-- PAGE EXTRACT --
--------------------------------

CIÉ's €36m band-aid can't hide its true ills
What does the Cabinet’s decision earlier this week to give CIÉ an extra €36 million in State subsidy tell us?
One, that the company is in dire straits financially. This money is a temporary salve that gets the bus and rail group through to the end of the year. What then?
It plans to sell certain assets – its fibre-optic cable network and properties – but that will be just a once-off gain. It won’t provide a long-term solution.
Two, CIÉ’s financial forecasting leaves a lot to be desired. Seven months into the year it has a €36 million hole in its finances in spite of the State subsidy cut for 2012 being well flagged by the Minister for Transport Leo Varadkar and lengthy consultations with the National Transport Authority on fares increases.
Three, that higher fares are most definitely en route for bus and rail passengers. CIÉ is currently negotiating with the National Transport Authority for an average 6 per cent fares rise. CIÉ won’t talk about the timing but sources indicate that it could be as early as October.
Four, that Irish Rail is a financial black hole and clearly needs radical restructuring.

--------------------------------

-- RAW RECORDS --
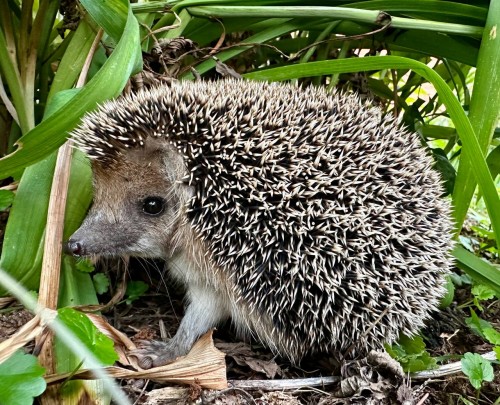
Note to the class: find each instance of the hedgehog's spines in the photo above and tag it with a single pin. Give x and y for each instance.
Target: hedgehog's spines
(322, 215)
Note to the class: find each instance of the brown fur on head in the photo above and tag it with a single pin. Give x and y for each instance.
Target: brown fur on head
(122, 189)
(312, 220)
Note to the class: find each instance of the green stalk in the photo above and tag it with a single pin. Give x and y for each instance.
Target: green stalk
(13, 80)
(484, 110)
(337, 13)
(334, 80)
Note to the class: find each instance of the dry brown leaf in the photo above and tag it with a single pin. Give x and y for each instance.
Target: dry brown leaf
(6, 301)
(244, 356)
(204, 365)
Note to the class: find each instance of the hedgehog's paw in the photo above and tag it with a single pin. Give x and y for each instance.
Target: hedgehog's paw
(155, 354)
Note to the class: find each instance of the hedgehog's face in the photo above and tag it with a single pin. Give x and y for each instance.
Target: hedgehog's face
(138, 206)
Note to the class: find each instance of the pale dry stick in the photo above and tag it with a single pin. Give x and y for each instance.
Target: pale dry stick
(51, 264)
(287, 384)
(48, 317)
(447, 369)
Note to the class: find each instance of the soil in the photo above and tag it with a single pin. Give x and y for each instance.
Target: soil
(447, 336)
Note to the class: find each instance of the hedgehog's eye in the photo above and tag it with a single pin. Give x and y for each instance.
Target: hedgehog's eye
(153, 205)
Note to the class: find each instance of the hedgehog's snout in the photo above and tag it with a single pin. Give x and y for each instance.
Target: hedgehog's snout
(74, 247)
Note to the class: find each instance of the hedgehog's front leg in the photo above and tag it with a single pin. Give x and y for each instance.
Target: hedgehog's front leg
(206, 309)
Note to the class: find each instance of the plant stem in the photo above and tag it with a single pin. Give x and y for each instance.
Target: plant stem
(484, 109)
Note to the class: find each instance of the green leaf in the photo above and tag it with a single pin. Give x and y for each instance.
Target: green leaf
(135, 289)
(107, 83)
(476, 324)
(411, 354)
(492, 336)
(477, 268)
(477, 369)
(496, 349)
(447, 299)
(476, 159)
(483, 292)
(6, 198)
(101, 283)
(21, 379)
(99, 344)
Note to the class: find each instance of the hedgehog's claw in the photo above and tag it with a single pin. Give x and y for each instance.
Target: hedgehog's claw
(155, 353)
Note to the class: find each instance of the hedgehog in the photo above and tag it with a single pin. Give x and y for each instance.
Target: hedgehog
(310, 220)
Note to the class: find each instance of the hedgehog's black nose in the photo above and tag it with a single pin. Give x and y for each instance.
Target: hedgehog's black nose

--------------------------------

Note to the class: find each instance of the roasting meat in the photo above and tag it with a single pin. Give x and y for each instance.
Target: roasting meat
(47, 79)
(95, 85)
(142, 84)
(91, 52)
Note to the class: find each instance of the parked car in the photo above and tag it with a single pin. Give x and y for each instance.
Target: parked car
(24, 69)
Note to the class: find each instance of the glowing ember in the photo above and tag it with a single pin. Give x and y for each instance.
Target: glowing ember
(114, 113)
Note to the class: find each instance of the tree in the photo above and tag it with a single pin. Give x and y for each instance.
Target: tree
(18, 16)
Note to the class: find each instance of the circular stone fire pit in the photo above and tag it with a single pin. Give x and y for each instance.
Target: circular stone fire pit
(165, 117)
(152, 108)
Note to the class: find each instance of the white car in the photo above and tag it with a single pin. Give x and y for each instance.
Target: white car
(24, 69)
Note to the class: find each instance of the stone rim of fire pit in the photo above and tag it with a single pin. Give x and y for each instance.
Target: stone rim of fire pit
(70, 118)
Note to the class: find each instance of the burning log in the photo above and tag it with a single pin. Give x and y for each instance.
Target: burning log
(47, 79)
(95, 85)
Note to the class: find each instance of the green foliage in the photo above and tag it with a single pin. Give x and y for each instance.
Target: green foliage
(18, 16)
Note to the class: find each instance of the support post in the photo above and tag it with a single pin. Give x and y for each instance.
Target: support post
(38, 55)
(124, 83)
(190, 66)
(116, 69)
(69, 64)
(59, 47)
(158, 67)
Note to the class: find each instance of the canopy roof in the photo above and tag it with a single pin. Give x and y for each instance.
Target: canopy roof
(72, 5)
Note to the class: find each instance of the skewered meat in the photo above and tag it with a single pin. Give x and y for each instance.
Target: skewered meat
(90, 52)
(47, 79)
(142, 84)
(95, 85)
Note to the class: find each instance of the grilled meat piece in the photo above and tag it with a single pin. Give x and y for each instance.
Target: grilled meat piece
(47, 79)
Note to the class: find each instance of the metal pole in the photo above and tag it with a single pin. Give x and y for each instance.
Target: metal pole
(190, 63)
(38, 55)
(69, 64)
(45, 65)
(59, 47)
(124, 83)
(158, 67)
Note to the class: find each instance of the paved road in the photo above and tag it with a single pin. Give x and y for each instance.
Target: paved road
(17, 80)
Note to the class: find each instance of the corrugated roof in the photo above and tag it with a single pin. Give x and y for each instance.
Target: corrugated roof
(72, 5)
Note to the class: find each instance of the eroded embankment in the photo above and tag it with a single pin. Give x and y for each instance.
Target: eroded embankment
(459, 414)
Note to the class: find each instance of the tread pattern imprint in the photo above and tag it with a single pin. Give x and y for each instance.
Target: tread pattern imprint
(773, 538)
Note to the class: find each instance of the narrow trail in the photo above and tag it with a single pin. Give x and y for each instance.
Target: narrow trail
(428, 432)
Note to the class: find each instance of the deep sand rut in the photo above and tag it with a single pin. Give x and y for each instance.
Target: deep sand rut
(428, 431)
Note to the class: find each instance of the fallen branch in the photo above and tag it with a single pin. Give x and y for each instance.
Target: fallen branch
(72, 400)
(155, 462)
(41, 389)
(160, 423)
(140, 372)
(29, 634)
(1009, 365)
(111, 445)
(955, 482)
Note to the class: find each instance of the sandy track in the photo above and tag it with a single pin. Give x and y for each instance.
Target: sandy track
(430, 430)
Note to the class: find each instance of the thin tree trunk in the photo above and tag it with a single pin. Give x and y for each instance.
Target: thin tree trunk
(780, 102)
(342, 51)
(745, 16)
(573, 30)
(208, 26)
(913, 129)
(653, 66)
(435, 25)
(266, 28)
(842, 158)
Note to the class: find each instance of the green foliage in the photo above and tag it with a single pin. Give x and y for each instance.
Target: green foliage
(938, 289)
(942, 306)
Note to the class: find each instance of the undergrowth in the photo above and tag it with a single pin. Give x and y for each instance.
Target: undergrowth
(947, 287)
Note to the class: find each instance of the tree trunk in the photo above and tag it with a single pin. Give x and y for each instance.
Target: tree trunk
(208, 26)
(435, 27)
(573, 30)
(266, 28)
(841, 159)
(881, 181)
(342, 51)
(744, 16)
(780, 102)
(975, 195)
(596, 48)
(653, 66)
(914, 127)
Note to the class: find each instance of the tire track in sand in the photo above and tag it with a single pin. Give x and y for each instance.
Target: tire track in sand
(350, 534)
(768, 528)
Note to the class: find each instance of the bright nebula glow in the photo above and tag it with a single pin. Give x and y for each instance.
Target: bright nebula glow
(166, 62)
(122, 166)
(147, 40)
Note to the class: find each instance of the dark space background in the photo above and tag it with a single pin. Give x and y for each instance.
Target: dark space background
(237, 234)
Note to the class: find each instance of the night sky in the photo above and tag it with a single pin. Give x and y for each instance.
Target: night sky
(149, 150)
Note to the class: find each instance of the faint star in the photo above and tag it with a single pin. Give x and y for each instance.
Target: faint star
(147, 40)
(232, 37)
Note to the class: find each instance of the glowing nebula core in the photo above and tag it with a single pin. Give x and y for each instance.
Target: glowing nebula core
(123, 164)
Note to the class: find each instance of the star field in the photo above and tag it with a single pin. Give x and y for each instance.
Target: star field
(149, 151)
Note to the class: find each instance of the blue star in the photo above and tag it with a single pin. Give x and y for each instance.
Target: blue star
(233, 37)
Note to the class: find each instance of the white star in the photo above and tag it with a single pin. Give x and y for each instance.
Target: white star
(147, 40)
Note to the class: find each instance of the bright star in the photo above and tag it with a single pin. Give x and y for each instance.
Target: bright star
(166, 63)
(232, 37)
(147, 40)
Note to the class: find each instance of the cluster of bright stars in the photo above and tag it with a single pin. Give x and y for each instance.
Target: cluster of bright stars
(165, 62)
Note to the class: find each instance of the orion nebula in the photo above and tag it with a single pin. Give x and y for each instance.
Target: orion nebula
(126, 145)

--------------------------------

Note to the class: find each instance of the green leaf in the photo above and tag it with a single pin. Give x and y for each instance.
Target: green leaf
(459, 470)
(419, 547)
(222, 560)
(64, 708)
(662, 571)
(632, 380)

--------------------------------

-- YOUR INSTRUCTIONS --
Copy out, word for word, everything in the article on CIÉ's extra State subsidy from "It plans to" down to "a long-term solution.".

-- FULL RESPONSE --
It plans to sell certain assets – its fibre-optic cable network and properties – but that will be just a once-off gain. It won’t provide a long-term solution.